● 元の文章
=====
睾丸は「精巣」という呼び名があるとおり、精子を作る役割をします。副睾丸(精巣上体)は睾丸で作られた精子を一時的に保管する働きをするのです。
●睾丸
卵形をした「精子を作る器官」です。ひとつの睾丸には、長さ1mほどにもなる曲精細管が約1,000本収められていて、ここで精子が作られます。できた精子は直精細管を通って、副睾丸に送られます。また、男性ホルモンを分泌するのも睾丸の重要な役割です。左右一対、ふたつあるのはどちらかに障害があっても精子がつくれるようにである、と考えられています。
●副睾丸
睾丸にくっついてある器官で、睾丸から送られてきた精子を保管します。副睾丸では最大10億もの精子を保管できると考えられています。また、精子は10-20日ほど蓄えられ、その間に成熟します。
■精子を保護するために陰嚢は体にぶら下がっている
下品な表現で恐縮ですが、「キンタマぶらぶら」なんていわれるとおり、睾丸・副睾丸は陰嚢という「袋」に入れられて、体にぶら下げるようになっていますね。
これは、精子が熱に弱い(そもそも精子をつくる過程も体温よりも低くないとうまく進みません)ためです。精子をつくる睾丸、保管するための副睾丸を体の外に出すことで、温度調節が容易なようにしているのです。
陰嚢は、寒いときには収縮して睾丸を体に近づけて温め、暑いときには伸びて表面積を広げ、睾丸が温まり過ぎないよう熱を逃がします。また、陰嚢の表面はしわしわになっていますが、これは表面積を増やして放熱しやすいようにするためです。いわばラジエーターですね。
陰嚢はこのような働きで、精子がつくられやすい温度を保っているのです。
体にぶら下がった陰嚢、その中の睾丸は不思議に思えるかもしれませんが、上でご紹介したとおり「精子をつくりやすい環境を整えるため」「保管している精子を熱から守るため」にそのようになっているのです。
=====
● データ抜粋
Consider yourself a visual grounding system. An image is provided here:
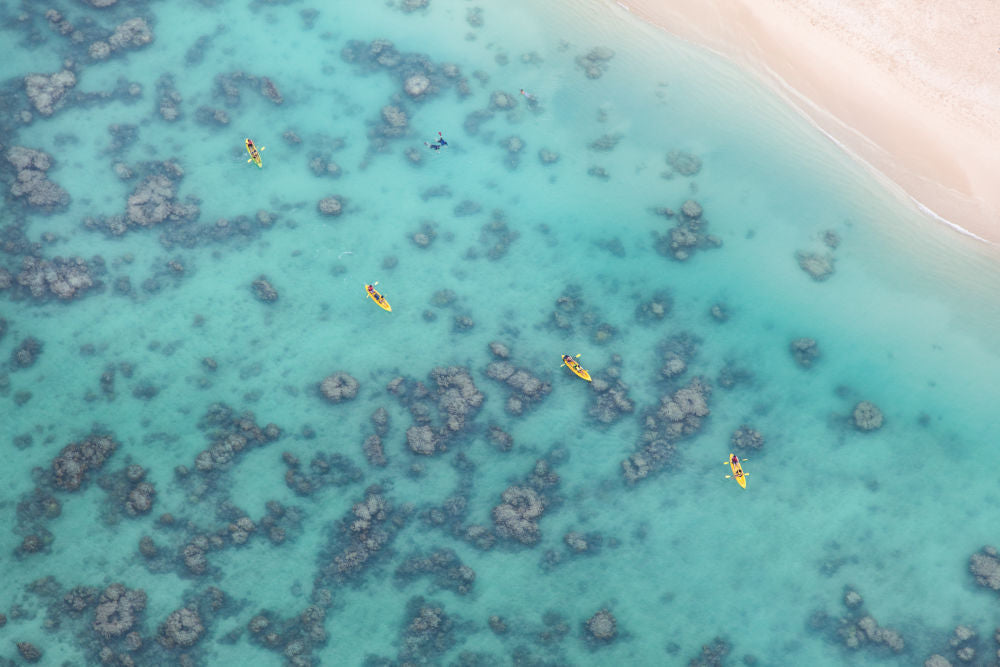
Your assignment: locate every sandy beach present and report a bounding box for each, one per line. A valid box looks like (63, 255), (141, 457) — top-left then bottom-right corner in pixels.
(617, 0), (1000, 243)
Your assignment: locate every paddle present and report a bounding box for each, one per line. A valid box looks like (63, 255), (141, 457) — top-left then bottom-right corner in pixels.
(247, 146), (267, 162)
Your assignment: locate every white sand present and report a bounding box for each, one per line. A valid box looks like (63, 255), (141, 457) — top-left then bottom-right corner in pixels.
(605, 0), (1000, 243)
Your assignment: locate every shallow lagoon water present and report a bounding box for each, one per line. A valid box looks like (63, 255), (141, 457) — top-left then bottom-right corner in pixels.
(0, 0), (1000, 665)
=====
● 課題
(1) 本文について、次の問いに答えよ。
(a) ひとつの睾丸に収められている曲精細管は約何本か。
(b) 副睾丸では精子が何日ほど蓄えられるか。
(c) 寒いとき、陰嚢はどうなるか。
(2) 本文の「睾丸は「精巣」という呼び名が」から「容易なようにしているのです。」までを、両端の語句も含めてそのまま書き出せ。

● 課題の解答
(1)
(a) 約1,000本
(b) 10-20日ほど
(c) 収縮して睾丸を体に近づけ、温める。

(2)
睾丸は「精巣」という呼び名があるとおり、精子を作る役割をします。副睾丸(精巣上体)は睾丸で作られた精子を一時的に保管する働きをするのです。
●睾丸
卵形をした「精子を作る器官」です。ひとつの睾丸には、長さ1mほどにもなる曲精細管が約1,000本収められていて、ここで精子が作られます。できた精子は直精細管を通って、副睾丸に送られます。また、男性ホルモンを分泌するのも睾丸の重要な役割です。左右一対、ふたつあるのはどちらかに障害があっても精子がつくれるようにである、と考えられています。
●副睾丸
睾丸にくっついてある器官で、睾丸から送られてきた精子を保管します。副睾丸では最大10億もの精子を保管できると考えられています。また、精子は10-20日ほど蓄えられ、その間に成熟します。
■精子を保護するために陰嚢は体にぶら下がっている
下品な表現で恐縮ですが、「キンタマぶらぶら」なんていわれるとおり、睾丸・副睾丸は陰嚢という「袋」に入れられて、体にぶら下げるようになっていますね。
これは、精子が熱に弱い(そもそも精子をつくる過程も体温よりも低くないとうまく進みません)ためです。精子をつくる睾丸、保管するための副睾丸を体の外に出すことで、温度調節が容易なようにしているのです。